▸ **PROBLEM TO SOLVE**:
Write out the items again, requests included, in the stretch from the line containing "Segment every instance of the shrub." through the line containing "397), (233, 410)]". Shift every coordinate in the answers by -70, and leave the requests and their format samples unchanged.

Region outline entries:
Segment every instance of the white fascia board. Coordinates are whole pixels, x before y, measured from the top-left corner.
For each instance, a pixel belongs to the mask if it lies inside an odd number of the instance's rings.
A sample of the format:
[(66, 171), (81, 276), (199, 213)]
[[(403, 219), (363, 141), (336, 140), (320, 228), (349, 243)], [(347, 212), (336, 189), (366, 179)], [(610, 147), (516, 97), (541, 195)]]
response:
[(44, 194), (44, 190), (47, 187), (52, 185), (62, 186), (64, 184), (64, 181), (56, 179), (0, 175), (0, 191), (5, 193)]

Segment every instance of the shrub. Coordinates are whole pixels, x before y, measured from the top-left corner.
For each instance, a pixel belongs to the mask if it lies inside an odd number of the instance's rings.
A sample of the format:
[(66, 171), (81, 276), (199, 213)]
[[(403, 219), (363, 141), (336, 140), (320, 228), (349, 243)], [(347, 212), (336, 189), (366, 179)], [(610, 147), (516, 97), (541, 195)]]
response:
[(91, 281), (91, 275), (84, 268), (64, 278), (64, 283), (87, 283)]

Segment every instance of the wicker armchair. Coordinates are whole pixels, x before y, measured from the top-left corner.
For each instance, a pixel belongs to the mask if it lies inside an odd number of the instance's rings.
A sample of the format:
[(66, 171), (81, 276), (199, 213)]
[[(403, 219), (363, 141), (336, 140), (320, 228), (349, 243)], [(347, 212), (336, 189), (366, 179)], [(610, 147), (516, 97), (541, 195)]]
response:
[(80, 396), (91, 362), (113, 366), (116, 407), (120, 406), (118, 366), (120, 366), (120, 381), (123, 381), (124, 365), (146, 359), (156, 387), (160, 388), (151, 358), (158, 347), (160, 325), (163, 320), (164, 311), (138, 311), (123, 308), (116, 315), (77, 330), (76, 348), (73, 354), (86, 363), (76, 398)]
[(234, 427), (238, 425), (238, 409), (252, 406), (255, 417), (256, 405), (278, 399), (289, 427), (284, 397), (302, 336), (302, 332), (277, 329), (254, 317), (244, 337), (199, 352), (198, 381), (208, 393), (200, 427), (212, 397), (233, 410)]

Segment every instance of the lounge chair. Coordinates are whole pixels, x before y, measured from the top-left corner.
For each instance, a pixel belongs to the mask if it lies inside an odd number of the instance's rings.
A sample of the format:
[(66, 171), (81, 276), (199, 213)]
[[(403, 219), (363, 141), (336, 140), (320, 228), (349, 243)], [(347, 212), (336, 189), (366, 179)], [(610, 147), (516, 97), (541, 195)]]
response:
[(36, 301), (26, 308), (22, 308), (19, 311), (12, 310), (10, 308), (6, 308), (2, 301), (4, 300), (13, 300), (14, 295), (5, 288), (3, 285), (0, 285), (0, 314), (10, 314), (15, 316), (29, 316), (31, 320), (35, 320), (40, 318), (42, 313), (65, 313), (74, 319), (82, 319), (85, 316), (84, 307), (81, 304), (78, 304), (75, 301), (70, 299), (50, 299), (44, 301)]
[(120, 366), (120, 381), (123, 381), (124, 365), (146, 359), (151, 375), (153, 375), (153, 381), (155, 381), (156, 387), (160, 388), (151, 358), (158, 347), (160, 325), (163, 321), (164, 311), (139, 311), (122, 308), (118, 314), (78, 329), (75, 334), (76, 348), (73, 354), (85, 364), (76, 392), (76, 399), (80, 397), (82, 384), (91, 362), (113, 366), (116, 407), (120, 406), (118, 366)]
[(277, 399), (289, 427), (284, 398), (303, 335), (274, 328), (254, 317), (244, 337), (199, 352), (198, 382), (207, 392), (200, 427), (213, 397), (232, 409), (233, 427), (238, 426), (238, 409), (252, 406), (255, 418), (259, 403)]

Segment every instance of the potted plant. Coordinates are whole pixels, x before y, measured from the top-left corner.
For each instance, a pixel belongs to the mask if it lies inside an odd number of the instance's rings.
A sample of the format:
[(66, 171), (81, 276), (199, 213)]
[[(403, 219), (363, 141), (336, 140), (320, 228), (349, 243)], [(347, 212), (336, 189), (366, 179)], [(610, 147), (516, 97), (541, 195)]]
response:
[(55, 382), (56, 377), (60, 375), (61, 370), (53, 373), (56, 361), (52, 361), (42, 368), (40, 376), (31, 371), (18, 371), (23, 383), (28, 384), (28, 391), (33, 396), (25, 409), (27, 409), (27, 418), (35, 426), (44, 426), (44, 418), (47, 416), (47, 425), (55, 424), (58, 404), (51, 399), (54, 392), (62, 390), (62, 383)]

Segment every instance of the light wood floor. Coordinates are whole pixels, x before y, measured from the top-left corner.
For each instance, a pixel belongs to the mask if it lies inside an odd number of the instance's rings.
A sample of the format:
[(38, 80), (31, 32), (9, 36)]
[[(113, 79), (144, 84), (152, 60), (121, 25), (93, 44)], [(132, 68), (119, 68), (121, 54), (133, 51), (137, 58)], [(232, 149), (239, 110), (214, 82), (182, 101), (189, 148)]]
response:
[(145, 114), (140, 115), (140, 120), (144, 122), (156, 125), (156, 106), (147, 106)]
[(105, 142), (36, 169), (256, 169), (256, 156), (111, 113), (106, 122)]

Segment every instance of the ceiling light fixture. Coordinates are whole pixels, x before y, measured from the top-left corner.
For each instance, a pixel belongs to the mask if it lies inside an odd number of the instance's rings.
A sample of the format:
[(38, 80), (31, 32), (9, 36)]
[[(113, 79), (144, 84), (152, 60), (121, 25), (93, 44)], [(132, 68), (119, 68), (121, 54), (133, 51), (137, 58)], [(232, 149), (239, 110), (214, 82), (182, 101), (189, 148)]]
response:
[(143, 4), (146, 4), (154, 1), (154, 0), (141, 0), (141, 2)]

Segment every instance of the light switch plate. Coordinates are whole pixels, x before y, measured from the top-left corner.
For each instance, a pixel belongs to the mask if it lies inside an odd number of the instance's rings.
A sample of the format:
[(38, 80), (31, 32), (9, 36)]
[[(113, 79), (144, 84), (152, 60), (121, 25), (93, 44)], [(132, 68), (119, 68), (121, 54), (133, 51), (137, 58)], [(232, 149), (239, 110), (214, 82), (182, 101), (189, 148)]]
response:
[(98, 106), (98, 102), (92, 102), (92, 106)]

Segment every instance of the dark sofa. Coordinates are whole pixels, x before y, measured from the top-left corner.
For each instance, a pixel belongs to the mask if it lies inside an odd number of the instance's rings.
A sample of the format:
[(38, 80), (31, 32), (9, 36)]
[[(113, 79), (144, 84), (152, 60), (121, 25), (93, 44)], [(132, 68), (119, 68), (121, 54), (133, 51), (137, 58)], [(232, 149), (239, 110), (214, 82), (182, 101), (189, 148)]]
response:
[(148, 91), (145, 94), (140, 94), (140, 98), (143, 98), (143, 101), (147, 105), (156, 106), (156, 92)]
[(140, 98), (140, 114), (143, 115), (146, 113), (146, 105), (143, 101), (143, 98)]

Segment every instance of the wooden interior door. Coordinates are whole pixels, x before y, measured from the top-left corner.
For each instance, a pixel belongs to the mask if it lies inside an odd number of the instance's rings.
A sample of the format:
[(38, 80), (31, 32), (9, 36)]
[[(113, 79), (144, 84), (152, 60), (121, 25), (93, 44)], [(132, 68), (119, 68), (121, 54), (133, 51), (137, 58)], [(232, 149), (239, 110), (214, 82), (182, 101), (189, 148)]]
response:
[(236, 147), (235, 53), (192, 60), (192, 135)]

▸ **CORRECT ANSWER**:
Segment every instance of the shrub. Coordinates are whole pixels, x before y, measured from the top-left corner.
For each instance, a pixel belongs to the mask if it lies inside an odd number of the instance's rings.
A sample of the format:
[(66, 171), (81, 276), (199, 213)]
[[(403, 219), (363, 141), (336, 140), (320, 228), (349, 243)], [(347, 212), (336, 189), (366, 179)], [(610, 147), (516, 97), (541, 195)]]
response:
[(21, 211), (21, 205), (14, 198), (-6, 208), (-6, 213), (17, 213)]

Segment every instance of the wicker armchair. Coordinates are whole pixels, x before y, measured from the top-left corner.
For each instance, a pixel belongs to the mask if it lies inside an odd number of the instance's rings.
A sample of the format:
[(66, 171), (81, 276), (199, 213)]
[[(403, 219), (363, 141), (336, 140), (320, 228), (349, 243)], [(347, 212), (336, 189), (366, 179)], [(610, 147), (516, 97), (541, 195)]]
response:
[(10, 326), (21, 292), (43, 296), (46, 337), (50, 336), (48, 296), (50, 296), (50, 311), (53, 311), (54, 295), (76, 289), (86, 317), (90, 318), (81, 288), (88, 277), (90, 255), (93, 250), (94, 241), (68, 241), (53, 238), (46, 245), (7, 260), (6, 278), (3, 284), (16, 293), (6, 328)]
[(164, 357), (168, 355), (168, 339), (182, 336), (185, 347), (186, 335), (208, 329), (219, 357), (214, 327), (232, 266), (232, 262), (207, 259), (184, 247), (174, 267), (129, 282), (128, 311), (138, 323), (130, 357), (142, 327), (163, 340)]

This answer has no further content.